**Brief:**
Return each line below that contains the string "wooden", copying the whole line. Case counts.

**Supplied records:**

_ _ _ _ _ _ _

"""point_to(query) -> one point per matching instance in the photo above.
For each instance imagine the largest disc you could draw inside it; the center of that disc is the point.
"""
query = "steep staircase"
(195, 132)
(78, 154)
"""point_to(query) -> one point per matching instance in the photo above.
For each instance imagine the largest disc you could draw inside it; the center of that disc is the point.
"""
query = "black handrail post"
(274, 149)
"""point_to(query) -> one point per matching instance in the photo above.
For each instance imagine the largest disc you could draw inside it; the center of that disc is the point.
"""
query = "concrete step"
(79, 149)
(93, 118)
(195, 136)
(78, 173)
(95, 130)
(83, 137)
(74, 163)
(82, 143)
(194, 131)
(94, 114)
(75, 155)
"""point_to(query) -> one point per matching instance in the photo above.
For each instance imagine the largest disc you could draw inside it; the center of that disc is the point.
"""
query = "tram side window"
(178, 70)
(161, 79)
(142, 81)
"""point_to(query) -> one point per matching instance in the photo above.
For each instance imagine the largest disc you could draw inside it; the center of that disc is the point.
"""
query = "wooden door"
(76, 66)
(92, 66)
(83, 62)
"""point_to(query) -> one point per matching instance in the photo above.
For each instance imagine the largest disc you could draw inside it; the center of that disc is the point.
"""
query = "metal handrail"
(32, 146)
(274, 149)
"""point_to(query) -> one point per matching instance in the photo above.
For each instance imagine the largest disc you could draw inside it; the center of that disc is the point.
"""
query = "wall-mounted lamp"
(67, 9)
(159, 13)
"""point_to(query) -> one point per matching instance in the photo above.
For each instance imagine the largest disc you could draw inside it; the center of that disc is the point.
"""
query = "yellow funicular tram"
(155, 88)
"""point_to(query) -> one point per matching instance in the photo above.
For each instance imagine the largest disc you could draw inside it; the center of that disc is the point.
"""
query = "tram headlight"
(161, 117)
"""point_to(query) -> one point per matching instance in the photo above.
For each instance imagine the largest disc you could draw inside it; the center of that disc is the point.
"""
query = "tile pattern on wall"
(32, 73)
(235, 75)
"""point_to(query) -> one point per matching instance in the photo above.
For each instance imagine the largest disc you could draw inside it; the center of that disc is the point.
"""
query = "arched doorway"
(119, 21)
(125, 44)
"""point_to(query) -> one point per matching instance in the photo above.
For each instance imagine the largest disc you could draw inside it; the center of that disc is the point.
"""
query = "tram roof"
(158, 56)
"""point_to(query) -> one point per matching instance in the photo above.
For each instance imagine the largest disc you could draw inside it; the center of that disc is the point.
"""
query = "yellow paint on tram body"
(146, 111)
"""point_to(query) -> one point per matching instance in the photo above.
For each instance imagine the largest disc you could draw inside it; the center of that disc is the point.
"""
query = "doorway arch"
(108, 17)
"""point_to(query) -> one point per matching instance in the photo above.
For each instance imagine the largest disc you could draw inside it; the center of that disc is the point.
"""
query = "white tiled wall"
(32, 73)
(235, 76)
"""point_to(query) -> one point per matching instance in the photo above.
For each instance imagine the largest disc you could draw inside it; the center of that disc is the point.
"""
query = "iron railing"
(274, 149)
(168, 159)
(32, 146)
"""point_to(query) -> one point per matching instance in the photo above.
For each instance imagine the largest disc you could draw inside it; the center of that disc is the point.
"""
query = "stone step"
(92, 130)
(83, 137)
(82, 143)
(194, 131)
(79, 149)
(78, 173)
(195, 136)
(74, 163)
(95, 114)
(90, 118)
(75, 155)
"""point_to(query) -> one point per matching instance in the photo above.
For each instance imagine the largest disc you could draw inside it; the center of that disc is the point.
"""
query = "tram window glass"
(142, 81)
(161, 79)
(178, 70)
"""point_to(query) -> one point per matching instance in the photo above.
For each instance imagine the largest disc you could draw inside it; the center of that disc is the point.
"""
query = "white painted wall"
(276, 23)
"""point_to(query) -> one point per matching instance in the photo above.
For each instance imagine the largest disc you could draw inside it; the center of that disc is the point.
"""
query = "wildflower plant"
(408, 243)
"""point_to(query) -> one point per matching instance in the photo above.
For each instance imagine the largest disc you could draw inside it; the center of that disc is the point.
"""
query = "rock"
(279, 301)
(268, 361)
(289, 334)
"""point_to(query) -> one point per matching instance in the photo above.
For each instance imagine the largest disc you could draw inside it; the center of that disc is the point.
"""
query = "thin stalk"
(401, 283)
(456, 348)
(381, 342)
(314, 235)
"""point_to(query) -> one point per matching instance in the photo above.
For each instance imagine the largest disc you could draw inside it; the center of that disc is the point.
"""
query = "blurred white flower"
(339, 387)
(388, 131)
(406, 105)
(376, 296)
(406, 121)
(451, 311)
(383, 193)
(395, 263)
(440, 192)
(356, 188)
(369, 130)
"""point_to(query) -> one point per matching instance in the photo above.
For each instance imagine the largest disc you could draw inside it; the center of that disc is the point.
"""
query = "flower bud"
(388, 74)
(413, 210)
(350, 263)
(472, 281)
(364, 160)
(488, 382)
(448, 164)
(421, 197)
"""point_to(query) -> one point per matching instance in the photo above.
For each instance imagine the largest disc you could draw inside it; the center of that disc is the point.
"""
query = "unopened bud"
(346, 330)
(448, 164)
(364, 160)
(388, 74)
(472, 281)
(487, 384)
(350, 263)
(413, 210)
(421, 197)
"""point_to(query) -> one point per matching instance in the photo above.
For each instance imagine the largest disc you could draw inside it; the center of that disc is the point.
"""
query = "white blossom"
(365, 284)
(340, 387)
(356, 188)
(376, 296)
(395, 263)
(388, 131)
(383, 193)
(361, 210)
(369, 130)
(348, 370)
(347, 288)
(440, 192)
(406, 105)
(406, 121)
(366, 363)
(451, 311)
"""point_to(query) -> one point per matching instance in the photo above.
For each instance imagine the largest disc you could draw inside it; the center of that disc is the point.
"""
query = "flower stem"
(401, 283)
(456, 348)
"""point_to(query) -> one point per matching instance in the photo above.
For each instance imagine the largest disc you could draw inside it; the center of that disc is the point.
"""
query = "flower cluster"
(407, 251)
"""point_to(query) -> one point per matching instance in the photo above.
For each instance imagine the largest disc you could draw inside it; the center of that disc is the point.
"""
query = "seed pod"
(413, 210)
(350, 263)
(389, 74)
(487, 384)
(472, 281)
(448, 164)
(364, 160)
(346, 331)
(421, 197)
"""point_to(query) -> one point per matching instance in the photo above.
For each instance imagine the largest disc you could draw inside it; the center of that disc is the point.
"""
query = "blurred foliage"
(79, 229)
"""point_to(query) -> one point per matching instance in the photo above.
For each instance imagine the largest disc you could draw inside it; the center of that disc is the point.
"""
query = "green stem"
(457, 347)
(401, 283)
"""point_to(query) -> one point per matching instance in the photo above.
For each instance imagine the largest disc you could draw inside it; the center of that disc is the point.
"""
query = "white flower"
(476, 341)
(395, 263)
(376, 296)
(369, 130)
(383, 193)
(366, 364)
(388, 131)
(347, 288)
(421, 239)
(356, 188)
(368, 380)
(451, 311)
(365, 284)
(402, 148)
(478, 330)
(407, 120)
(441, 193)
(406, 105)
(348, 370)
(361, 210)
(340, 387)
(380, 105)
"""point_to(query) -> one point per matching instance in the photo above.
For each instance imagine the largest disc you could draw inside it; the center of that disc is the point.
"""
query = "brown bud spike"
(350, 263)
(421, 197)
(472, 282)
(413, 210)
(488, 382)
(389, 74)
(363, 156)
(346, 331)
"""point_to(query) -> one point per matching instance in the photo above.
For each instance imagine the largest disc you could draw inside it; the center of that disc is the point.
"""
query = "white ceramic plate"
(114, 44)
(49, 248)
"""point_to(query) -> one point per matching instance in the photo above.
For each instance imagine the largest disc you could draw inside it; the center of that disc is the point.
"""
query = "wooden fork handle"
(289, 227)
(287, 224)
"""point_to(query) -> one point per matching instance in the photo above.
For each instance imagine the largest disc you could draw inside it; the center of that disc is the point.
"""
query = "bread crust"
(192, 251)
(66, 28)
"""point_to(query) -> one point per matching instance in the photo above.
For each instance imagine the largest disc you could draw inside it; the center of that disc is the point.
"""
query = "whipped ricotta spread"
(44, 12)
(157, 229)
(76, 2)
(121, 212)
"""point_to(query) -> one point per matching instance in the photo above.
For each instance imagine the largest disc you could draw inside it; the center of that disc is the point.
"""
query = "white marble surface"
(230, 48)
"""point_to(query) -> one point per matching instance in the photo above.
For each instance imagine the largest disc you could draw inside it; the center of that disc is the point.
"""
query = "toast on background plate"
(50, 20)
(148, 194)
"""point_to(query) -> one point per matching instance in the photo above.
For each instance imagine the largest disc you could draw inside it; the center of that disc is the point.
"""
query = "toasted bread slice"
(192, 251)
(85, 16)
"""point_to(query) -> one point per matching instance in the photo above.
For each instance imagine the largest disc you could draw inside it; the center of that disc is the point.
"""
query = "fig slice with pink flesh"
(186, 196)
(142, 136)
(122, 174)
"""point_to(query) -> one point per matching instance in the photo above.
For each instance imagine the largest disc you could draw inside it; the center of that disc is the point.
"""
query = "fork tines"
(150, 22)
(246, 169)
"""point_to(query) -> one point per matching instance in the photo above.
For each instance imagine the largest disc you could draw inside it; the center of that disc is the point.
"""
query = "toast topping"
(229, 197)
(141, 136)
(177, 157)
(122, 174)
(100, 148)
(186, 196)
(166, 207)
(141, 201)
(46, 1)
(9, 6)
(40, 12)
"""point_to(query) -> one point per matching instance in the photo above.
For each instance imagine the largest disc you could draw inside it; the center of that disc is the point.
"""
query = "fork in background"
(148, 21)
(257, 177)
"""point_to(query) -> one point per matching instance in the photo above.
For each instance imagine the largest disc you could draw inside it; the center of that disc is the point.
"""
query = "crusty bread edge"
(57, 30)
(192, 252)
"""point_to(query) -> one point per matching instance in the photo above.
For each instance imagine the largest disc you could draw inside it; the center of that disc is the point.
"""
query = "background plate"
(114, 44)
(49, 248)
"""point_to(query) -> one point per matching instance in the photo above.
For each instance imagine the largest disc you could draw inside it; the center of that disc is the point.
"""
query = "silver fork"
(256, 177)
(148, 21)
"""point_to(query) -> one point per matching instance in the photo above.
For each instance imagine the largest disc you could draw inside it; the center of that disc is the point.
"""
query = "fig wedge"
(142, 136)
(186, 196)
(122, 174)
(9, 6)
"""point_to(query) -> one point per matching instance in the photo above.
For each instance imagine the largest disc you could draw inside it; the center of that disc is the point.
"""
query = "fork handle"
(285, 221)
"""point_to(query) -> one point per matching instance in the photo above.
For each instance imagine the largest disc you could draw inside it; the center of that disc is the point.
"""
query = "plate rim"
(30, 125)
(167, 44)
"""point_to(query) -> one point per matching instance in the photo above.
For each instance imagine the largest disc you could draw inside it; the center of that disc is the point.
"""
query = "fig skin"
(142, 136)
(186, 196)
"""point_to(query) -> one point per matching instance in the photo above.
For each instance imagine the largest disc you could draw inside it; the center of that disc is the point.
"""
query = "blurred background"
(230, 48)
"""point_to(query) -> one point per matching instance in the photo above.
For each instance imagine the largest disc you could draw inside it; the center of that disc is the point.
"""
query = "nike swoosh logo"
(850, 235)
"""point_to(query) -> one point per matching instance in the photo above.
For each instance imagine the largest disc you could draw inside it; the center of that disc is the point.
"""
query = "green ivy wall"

_ _ _ _ _ _ _

**Task output:**
query = "wooden door"
query = "wooden fork handle"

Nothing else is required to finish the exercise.